Document ->
An Introduction to the Linux Command Line

command line question mark   An Introduction to the Linux Command LineNow it’s time to discuss one of the most mysterious and confusing parts of Linux to a Windows user: the command line.

To most Windows users the prospect of typing in what you want your computer to do is completely foreign and thus intimidating. It’s so intimidating in fact that Linux developers have poured countless hours into designing GUIs (graphical user interfaces) to imitate and/or replace text-based commands. But sometimes the command line is still the fastest, easiest, or only way to get something done.

What is this “Linux Command Line”?

A command line is a method of interacting with your computer that involves typing commands (that is, words and phrases that have meaning to the computer) to make it do things. Command line interfaces replaced punch card systems back in the 1950′s and subsequently made room for GUIs. Today all three major operating systems –Windows, Mac OS X, and Linux– have command line interfaces to go along with their GUIs, although Linux tends to rely on the command line more than the other two. (That being said, you can still do plenty with your system without ever touching the command line.)

Why Should I Use it?

Everyone will agree that the command line was a great invention and it served many early PC users well. But with our constant rush for the latest technology, many regard the command line as archaic and useless as a steam powered automobile. I disagree and I’m certainly not alone. Here are a few reasons it may come in handy:

    1. It’s fast – “productivity” is a word that gets tossed around a lot by so-called power users, but the command line can really streamline your computer use, assuming you learn to use it right.

    2. It’s easier to get help – The command line may not be the easiest thing to use, but it makes life a whole lot easier for people trying to help you and for yourself when looking for help, especially over the internet. Many times it’s as simple as the helper posting a few commands and some instructions and the recipient copying and pasting those commands. Anyone who has spent hours listening to someone from tech support say something like, “OK, now click this” knows how frustrating the GUI alternative can be.

    3. It’s nearly universal – There are hundreds of Linux distros out there, each with a slightly different graphical environment. Thankfully, the various distros do have one common element: the command line. There are distro-specific commands, but the bulk of commands will work on any Linux system.

    4. It’s powerful – The companies behind those other operating systems try their best to stop a user from accidentally screwing up their computer. Doing this involves hiding a lot of the components and tools that could harm a computer away from novices. Linux is more of an open book, which is due in part to its prominent use of the command line.

Problems and tasks ->
1. List the four reasons for using the command line that the command line introduction gives in its numbered list, using the short heading of each.
2. Copy the passage of the command line introduction from "command line question" to "user: the command line.".
The records that follow are separate material and are unrelated to the command line introduction.

Dataset ->
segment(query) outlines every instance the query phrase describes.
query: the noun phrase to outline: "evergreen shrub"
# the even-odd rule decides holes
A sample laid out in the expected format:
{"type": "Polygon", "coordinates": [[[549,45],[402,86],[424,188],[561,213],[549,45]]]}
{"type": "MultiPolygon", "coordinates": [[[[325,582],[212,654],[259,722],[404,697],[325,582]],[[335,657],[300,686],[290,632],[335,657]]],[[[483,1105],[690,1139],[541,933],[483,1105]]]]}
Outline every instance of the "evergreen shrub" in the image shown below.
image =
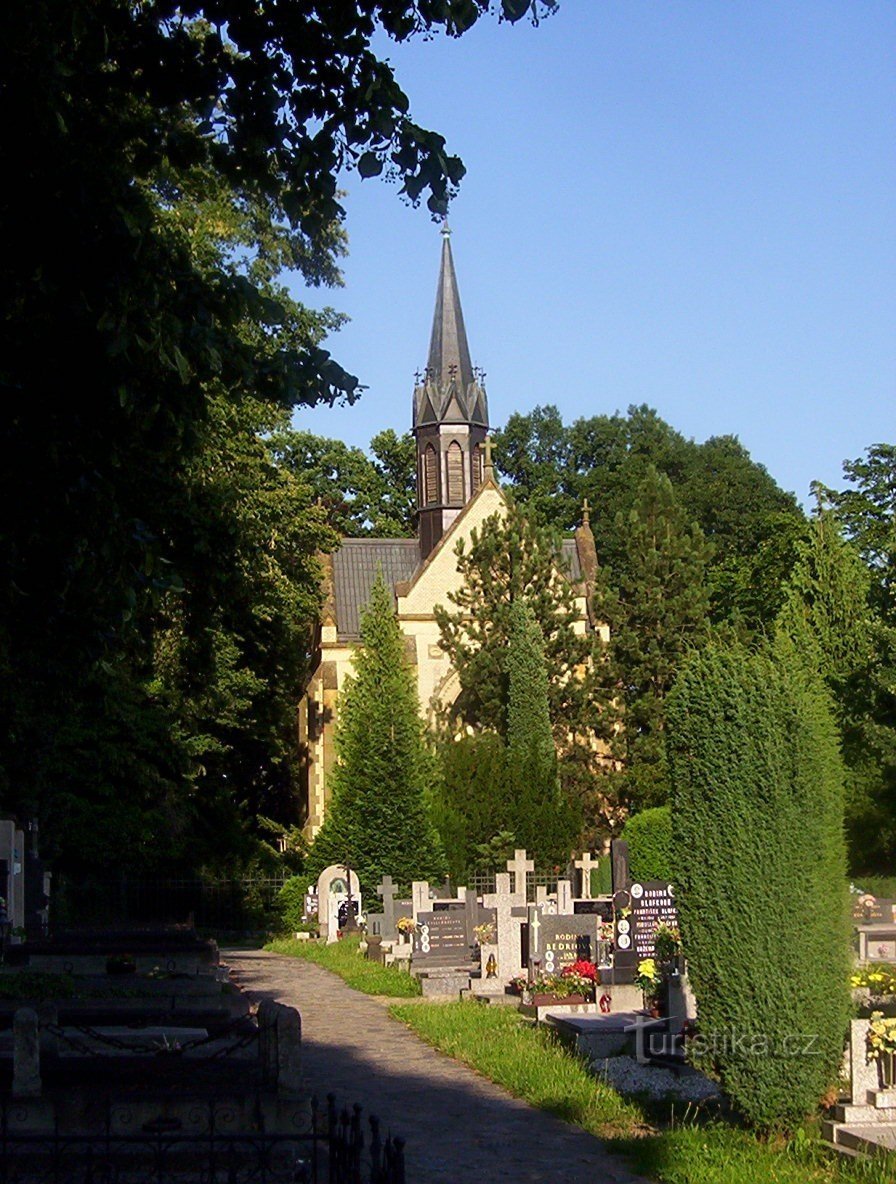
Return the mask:
{"type": "Polygon", "coordinates": [[[279,927],[286,933],[296,933],[303,927],[307,928],[302,921],[305,910],[307,888],[308,876],[291,876],[277,893],[279,927]]]}
{"type": "Polygon", "coordinates": [[[668,700],[694,1050],[759,1130],[793,1128],[836,1079],[850,1017],[843,765],[795,649],[709,650],[668,700]]]}
{"type": "Polygon", "coordinates": [[[623,828],[621,837],[629,844],[632,880],[675,882],[672,811],[669,806],[653,806],[632,815],[623,828]]]}

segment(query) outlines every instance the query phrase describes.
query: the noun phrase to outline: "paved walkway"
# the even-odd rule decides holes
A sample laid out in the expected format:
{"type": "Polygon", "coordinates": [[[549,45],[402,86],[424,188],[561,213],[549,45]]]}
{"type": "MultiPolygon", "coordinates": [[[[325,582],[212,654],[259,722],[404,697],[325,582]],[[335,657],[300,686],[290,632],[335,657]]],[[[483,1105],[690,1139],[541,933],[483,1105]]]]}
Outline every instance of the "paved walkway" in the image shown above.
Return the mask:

The replies ->
1.
1. It's fast
2. It's easier to get help
3. It's nearly universal
4. It's powerful

2.
command line question mark   An Introduction to the Linux Command LineNow it’s time to discuss one of the most mysterious and confusing parts of Linux to a Windows user: the command line.